Records ->
----------------

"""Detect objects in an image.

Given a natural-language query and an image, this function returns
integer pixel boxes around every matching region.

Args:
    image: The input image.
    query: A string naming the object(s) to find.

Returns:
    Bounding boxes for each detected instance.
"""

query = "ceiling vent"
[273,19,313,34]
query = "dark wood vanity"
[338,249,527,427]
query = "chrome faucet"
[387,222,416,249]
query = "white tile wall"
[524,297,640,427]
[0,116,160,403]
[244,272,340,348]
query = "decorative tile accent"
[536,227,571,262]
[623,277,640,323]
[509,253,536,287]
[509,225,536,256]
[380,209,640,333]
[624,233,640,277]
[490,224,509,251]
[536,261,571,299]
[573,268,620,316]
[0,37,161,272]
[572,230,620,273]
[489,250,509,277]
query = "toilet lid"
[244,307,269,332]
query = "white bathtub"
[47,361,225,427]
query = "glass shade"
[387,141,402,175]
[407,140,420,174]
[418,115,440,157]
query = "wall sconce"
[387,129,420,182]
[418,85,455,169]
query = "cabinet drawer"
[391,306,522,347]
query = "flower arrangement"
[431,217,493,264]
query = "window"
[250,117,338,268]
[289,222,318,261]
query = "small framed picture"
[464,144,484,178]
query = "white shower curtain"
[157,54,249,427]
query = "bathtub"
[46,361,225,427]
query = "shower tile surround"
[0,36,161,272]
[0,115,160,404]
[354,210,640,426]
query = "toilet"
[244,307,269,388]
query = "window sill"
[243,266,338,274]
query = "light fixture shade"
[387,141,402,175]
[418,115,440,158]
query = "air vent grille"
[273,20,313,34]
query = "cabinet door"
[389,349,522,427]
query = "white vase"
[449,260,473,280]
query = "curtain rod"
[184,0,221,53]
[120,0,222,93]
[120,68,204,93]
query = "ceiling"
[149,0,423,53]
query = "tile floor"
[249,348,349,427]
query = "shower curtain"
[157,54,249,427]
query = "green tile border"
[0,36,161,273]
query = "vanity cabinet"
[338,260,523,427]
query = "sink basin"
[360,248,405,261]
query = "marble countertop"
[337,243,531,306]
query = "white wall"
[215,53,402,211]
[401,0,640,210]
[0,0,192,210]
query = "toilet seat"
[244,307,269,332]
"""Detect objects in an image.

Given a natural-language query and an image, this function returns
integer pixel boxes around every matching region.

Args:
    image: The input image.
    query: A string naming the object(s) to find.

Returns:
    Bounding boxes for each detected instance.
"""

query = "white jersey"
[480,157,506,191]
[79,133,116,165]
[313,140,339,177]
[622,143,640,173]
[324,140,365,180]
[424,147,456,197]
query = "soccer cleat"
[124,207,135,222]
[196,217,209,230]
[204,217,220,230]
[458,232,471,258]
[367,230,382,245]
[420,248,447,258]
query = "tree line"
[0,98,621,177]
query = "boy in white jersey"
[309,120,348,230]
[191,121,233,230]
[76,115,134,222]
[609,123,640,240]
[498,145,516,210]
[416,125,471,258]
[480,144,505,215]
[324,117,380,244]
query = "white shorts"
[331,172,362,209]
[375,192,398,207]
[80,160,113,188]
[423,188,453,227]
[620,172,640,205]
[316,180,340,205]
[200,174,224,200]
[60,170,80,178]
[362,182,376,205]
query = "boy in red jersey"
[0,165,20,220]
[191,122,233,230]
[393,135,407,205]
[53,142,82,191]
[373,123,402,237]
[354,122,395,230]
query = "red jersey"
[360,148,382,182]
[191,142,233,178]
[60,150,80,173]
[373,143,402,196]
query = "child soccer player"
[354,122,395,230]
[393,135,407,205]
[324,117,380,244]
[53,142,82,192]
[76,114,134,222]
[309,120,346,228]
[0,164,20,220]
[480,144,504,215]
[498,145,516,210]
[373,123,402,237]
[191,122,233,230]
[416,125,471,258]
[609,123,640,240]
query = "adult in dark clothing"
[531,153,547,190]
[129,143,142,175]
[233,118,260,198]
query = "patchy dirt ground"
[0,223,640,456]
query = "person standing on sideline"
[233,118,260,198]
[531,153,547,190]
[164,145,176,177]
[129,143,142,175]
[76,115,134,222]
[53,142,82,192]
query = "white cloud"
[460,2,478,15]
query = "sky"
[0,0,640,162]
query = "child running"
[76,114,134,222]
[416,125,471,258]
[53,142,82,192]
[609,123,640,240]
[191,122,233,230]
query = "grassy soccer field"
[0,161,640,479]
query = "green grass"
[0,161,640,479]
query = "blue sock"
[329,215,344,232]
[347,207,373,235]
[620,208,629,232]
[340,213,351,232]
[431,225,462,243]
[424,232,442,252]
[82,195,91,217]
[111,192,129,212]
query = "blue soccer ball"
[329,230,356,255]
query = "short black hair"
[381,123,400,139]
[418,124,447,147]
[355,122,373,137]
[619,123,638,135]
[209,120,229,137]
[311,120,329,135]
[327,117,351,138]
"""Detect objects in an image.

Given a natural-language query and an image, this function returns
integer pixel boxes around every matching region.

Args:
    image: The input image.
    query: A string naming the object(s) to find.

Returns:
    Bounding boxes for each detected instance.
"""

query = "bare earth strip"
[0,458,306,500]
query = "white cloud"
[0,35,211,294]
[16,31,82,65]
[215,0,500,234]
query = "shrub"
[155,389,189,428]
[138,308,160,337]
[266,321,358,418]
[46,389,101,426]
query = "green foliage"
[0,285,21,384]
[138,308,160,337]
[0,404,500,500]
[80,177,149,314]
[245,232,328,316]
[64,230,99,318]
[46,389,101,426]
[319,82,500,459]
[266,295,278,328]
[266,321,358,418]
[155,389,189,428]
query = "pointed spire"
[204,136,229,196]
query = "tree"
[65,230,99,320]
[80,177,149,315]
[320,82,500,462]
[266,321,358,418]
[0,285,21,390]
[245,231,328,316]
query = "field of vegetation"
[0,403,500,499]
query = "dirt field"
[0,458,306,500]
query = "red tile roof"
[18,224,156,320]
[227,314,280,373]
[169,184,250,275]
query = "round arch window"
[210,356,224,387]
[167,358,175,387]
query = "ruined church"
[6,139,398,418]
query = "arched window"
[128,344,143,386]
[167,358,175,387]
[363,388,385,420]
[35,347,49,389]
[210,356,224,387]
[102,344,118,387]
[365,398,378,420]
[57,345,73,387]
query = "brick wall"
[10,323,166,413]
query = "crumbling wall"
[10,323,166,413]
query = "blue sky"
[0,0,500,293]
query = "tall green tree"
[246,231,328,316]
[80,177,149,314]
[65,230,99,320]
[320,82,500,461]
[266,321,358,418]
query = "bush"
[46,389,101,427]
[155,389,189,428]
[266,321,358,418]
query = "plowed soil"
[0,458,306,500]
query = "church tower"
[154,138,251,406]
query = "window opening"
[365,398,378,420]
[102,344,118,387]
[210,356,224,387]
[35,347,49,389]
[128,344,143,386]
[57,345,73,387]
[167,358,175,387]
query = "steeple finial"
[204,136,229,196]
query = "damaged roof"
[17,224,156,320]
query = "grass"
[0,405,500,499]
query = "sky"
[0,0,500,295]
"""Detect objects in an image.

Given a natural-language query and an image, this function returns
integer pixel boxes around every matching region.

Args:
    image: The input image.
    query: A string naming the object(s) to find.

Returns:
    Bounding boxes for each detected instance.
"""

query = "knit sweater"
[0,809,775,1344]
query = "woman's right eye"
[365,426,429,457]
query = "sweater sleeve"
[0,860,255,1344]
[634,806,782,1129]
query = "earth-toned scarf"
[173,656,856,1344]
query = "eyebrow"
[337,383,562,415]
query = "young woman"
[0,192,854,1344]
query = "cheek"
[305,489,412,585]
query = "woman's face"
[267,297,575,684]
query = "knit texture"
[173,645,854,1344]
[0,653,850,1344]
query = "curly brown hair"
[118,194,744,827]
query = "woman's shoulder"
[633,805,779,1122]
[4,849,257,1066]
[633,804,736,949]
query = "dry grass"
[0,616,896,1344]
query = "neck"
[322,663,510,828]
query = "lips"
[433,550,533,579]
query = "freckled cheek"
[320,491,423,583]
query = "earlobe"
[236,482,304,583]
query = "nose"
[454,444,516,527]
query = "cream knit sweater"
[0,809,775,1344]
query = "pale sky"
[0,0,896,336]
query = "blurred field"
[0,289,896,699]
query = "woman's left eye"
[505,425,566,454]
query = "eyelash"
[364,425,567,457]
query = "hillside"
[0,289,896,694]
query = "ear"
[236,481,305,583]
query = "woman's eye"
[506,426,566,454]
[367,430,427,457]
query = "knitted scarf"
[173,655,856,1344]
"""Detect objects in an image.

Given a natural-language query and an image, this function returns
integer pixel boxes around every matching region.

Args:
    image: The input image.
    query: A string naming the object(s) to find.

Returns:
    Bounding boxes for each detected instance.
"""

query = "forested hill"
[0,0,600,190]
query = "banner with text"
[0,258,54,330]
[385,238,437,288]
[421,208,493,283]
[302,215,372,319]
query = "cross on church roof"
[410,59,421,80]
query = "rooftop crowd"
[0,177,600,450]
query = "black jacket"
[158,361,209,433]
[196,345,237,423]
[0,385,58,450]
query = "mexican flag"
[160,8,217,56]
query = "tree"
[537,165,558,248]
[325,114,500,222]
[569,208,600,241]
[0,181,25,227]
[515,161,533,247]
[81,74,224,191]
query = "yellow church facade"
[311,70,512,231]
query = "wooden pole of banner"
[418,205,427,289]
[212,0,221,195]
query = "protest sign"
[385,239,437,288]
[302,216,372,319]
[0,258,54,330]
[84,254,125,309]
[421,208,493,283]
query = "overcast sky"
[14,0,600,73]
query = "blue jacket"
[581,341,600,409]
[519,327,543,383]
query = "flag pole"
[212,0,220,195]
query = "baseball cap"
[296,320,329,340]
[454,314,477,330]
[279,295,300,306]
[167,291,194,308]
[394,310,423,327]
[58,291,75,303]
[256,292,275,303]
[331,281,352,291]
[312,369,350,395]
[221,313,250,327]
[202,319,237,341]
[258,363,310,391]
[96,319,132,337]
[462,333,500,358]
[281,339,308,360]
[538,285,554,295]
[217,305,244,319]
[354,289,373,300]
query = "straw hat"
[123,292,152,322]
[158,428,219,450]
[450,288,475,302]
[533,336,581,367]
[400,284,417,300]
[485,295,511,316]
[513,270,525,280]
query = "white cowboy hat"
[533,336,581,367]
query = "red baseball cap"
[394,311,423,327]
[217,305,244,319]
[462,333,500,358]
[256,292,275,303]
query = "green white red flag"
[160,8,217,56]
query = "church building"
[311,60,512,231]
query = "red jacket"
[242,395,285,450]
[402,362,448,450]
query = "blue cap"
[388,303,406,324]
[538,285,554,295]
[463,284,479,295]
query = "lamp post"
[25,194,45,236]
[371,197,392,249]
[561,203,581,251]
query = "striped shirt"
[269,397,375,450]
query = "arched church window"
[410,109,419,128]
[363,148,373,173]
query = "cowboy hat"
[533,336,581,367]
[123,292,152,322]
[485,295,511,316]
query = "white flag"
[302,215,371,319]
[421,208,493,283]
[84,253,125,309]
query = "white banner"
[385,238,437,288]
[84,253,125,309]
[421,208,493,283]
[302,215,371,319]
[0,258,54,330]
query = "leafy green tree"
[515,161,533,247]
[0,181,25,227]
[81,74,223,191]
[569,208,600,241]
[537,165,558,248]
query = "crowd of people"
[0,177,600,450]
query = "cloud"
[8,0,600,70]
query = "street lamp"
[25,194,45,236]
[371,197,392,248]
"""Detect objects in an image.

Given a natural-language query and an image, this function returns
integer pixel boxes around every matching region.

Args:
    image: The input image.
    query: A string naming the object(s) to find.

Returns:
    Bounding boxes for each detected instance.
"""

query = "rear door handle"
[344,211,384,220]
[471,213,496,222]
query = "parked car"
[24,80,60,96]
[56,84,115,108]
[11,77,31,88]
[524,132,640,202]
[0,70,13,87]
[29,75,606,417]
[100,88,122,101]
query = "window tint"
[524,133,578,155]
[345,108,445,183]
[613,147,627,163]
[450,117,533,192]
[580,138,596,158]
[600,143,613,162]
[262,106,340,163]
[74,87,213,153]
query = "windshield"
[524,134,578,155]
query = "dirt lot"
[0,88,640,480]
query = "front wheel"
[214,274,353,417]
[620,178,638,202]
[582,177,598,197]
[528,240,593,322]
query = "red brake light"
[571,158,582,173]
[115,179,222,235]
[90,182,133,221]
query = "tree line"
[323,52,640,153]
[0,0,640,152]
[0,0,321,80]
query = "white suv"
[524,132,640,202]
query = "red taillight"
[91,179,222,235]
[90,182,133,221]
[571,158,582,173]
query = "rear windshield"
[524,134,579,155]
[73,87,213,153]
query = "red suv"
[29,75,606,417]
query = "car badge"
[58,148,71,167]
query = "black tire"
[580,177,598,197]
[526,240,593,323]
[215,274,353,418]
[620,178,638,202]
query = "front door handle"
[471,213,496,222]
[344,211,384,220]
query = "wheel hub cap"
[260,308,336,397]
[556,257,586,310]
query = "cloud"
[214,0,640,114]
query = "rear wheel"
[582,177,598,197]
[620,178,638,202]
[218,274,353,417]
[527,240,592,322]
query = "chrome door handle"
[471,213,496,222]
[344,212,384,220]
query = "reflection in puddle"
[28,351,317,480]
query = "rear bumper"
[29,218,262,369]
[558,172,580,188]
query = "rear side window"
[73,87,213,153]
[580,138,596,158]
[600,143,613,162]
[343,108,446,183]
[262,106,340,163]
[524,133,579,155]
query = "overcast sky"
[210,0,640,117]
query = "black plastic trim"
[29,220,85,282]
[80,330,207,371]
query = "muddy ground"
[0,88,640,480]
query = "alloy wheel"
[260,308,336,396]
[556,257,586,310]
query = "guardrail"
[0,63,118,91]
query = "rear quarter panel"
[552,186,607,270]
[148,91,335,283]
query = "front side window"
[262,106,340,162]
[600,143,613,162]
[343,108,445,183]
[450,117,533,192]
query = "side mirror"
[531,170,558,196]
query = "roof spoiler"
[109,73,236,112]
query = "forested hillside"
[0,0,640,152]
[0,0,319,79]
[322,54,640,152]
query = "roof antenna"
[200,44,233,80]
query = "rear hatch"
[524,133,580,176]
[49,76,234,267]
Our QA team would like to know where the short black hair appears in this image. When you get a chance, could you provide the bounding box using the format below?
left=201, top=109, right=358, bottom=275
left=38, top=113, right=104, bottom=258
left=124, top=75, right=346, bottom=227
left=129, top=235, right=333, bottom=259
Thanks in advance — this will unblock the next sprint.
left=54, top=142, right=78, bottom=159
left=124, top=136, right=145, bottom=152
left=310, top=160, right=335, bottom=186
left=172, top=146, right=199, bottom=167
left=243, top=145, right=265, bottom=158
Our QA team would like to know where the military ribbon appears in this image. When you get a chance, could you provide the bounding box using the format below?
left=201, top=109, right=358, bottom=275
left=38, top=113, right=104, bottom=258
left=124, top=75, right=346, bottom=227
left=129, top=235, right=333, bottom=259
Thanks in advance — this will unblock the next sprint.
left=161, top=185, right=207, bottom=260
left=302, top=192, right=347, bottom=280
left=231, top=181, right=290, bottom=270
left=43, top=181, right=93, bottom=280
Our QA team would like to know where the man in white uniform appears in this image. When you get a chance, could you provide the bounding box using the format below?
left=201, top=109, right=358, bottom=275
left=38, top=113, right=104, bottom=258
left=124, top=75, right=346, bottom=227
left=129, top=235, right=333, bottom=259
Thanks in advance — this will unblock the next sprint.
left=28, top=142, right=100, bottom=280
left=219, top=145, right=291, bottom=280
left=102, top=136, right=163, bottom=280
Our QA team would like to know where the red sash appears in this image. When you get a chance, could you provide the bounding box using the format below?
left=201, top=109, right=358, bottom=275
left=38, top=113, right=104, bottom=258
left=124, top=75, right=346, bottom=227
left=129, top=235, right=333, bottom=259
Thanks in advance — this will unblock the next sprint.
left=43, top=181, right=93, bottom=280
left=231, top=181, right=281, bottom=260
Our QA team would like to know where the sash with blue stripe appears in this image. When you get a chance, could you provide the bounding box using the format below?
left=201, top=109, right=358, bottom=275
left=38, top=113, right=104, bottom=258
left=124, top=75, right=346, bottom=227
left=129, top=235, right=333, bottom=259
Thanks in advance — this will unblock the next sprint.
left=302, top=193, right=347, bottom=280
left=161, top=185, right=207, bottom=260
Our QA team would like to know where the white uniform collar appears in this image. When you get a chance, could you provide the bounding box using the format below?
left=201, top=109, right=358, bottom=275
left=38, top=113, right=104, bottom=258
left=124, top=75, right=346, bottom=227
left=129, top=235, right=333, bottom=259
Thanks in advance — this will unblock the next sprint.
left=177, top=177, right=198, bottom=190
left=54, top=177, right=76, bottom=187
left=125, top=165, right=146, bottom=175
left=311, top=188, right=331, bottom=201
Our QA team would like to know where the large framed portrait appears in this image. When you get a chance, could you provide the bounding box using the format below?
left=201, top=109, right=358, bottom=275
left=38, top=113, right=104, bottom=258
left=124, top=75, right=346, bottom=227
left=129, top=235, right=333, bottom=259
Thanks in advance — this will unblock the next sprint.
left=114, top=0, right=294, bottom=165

----------------

Given exercise ->
Reproduce only the lines running from the one that contains "Our QA team would like to know where the white" to the last line of the records.

Result of this task ->
Our QA team would like to know where the white uniform collar appears in this image. When you get a chance, could you provide the bounding box using the format below?
left=201, top=109, right=358, bottom=275
left=38, top=113, right=104, bottom=258
left=124, top=75, right=346, bottom=227
left=129, top=235, right=333, bottom=259
Thanks in advance — this will unblock the next sprint.
left=177, top=177, right=198, bottom=190
left=54, top=177, right=76, bottom=187
left=125, top=165, right=146, bottom=175
left=311, top=188, right=331, bottom=201
Our QA team would like to know where the large framed portrait appears in this image. When you get a chance, could you provide the bounding box using the format below?
left=201, top=109, right=358, bottom=275
left=38, top=113, right=104, bottom=258
left=124, top=75, right=346, bottom=227
left=129, top=235, right=333, bottom=259
Thanks in advance — this will unblock the next sprint.
left=114, top=0, right=294, bottom=165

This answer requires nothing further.